**PROBLEM TO WORK ON**
Every entry needs to be printed exactly, please.

+++ DATA SHOWN +++

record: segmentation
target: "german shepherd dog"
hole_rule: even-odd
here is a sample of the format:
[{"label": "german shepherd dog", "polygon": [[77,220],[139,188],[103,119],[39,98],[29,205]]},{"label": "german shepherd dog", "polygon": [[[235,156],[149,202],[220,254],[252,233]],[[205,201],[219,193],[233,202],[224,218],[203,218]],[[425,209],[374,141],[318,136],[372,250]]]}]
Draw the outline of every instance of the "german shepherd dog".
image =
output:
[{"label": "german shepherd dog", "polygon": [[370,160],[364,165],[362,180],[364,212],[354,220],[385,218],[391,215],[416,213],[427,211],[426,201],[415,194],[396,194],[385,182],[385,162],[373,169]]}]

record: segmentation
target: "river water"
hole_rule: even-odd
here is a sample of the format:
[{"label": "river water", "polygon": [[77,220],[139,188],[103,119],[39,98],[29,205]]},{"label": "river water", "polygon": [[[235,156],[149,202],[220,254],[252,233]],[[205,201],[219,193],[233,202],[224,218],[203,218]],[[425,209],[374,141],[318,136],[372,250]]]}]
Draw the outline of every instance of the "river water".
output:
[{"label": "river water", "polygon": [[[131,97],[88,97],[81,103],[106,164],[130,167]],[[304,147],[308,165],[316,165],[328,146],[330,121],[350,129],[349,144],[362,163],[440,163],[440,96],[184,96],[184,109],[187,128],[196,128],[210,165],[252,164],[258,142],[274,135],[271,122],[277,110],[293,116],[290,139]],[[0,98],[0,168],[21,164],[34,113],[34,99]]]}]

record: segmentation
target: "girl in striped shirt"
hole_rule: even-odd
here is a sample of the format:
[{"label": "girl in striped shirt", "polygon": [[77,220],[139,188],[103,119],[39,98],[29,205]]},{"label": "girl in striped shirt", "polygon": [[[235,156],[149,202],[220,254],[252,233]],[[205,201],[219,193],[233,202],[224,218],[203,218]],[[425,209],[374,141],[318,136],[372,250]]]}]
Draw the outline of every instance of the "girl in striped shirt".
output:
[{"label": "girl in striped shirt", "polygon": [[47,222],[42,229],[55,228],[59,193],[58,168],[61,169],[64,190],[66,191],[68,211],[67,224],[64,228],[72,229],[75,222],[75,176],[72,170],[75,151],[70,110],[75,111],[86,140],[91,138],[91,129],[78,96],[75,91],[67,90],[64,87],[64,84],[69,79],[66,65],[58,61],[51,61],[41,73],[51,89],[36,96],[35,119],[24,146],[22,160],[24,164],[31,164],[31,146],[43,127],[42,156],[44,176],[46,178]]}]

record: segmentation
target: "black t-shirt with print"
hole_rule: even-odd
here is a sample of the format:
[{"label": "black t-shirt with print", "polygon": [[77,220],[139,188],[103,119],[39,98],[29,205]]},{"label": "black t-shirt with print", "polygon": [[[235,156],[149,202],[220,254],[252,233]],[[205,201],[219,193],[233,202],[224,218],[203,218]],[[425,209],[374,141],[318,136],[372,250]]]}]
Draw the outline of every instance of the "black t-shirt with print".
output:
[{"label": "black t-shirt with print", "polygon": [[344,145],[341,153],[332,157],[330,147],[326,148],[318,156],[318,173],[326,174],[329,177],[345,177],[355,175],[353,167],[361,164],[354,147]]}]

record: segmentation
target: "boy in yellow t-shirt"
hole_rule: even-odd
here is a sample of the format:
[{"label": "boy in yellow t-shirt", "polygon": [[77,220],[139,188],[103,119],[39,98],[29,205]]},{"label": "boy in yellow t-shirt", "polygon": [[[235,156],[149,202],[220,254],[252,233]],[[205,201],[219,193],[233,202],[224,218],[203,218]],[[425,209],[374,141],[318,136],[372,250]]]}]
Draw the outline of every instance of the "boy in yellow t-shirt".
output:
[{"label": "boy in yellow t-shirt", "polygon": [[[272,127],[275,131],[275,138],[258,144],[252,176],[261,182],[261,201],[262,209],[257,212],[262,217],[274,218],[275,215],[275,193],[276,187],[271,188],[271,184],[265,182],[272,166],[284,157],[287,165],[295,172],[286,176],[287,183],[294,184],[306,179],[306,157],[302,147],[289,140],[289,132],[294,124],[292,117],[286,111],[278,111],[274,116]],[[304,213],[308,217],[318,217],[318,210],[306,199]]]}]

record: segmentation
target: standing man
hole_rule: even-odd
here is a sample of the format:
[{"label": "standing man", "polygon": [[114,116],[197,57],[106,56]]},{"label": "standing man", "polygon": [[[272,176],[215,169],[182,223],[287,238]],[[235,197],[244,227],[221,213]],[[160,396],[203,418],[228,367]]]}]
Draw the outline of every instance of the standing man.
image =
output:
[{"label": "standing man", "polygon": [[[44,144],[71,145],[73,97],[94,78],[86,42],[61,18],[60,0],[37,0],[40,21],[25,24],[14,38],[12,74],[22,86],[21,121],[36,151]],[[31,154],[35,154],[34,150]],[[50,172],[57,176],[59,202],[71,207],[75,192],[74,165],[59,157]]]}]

+++

**FULL ANSWER**
record: segmentation
target: "german shepherd dog"
hole_rule: even-odd
here is a sample of the format:
[{"label": "german shepherd dog", "polygon": [[77,220],[139,188],[103,119],[39,98],[29,205]]},{"label": "german shepherd dog", "polygon": [[[235,156],[149,202],[220,254],[252,233]],[[205,201],[219,193],[233,202],[224,218],[203,218]],[[425,209],[374,141],[318,136],[372,250]]]}]
Draw the outline of every instance of the "german shepherd dog".
image =
output:
[{"label": "german shepherd dog", "polygon": [[370,160],[364,165],[362,180],[364,212],[354,220],[385,218],[391,215],[416,213],[427,211],[426,201],[415,194],[396,194],[385,182],[385,162],[373,169]]}]

record: segmentation
target: "river water"
hole_rule: even-odd
here is a sample of the format:
[{"label": "river water", "polygon": [[77,220],[139,188],[103,119],[39,98],[29,205]]},{"label": "river water", "polygon": [[[235,156],[149,202],[220,254],[252,233]],[[205,201],[219,193],[233,202],[224,218],[203,218]],[[425,209],[374,141],[318,136],[372,250]]]}]
Draw the outline of every instance of the "river water".
output:
[{"label": "river water", "polygon": [[[131,97],[88,97],[81,103],[106,164],[130,167]],[[304,147],[308,165],[316,165],[328,146],[330,121],[350,129],[349,144],[362,163],[440,163],[440,96],[184,96],[184,109],[187,128],[196,128],[210,165],[252,164],[258,142],[274,135],[271,122],[277,110],[293,116],[290,139]],[[0,98],[0,168],[21,164],[34,113],[34,99]]]}]

record: segmentation
target: "girl in striped shirt"
hole_rule: even-odd
here is a sample of the format:
[{"label": "girl in striped shirt", "polygon": [[77,220],[139,188],[103,119],[39,98],[29,205]]},{"label": "girl in striped shirt", "polygon": [[[235,156],[149,202],[220,254],[252,233]],[[205,201],[219,193],[233,202],[224,218],[203,218]],[[425,209],[374,141],[318,136],[372,250]]]}]
Draw the outline of every instance of the "girl in striped shirt".
output:
[{"label": "girl in striped shirt", "polygon": [[47,222],[42,229],[55,228],[59,193],[58,168],[61,169],[64,190],[66,191],[68,211],[67,224],[64,228],[72,229],[75,222],[75,176],[72,170],[75,151],[70,110],[75,111],[86,140],[91,138],[91,129],[78,96],[75,91],[67,90],[64,87],[64,84],[69,79],[66,65],[58,61],[51,61],[41,73],[51,89],[36,96],[35,119],[24,146],[22,160],[24,164],[31,164],[31,146],[43,127],[42,156],[44,176],[46,178]]}]

record: segmentation
target: "black t-shirt with print"
hole_rule: even-odd
here is a sample of the format:
[{"label": "black t-shirt with print", "polygon": [[77,220],[139,188],[103,119],[39,98],[29,205]]},{"label": "black t-shirt with print", "polygon": [[[235,156],[149,202],[220,254],[252,233]],[[205,201],[219,193],[233,202],[224,218],[203,218]],[[425,209],[374,141],[318,136],[372,250]]]}]
Draw the outline of every instance of the "black t-shirt with print".
output:
[{"label": "black t-shirt with print", "polygon": [[344,145],[341,153],[332,157],[330,147],[326,148],[318,156],[318,173],[326,174],[329,177],[345,177],[355,175],[353,167],[361,164],[354,147]]}]

record: segmentation
target: "boy in yellow t-shirt"
hole_rule: even-odd
here is a sample of the format:
[{"label": "boy in yellow t-shirt", "polygon": [[77,220],[139,188],[103,119],[39,98],[29,205]]},{"label": "boy in yellow t-shirt", "polygon": [[[235,156],[149,202],[220,254],[252,233]],[[205,201],[219,193],[233,202],[224,218],[203,218]],[[425,209],[374,141],[318,136],[372,250]]]}]
Draw the outline of every instance of the "boy in yellow t-shirt".
output:
[{"label": "boy in yellow t-shirt", "polygon": [[[272,127],[275,131],[275,138],[258,144],[252,176],[261,182],[261,201],[262,209],[257,212],[262,217],[274,218],[275,215],[275,193],[276,187],[271,188],[271,184],[265,182],[272,166],[284,157],[287,165],[295,172],[286,176],[287,183],[294,184],[306,179],[306,157],[302,147],[289,140],[289,132],[294,124],[292,117],[286,111],[278,111],[274,116]],[[304,213],[308,217],[318,217],[318,210],[306,199]]]}]

record: segmentation
target: standing man
hole_rule: even-odd
here is a sample of the format:
[{"label": "standing man", "polygon": [[114,116],[197,57],[106,56]]},{"label": "standing man", "polygon": [[[272,176],[215,169],[182,223],[287,238]],[[235,197],[244,227],[221,213]],[[160,396],[203,418],[228,367]]]}]
Draw the outline of every instance of the standing man.
image =
output:
[{"label": "standing man", "polygon": [[[44,144],[71,145],[73,97],[94,78],[86,42],[61,18],[60,0],[37,0],[40,21],[25,24],[14,38],[12,74],[22,86],[21,121],[36,151]],[[31,154],[35,154],[34,150]],[[50,172],[57,176],[59,202],[71,207],[75,192],[74,165],[59,157]]]}]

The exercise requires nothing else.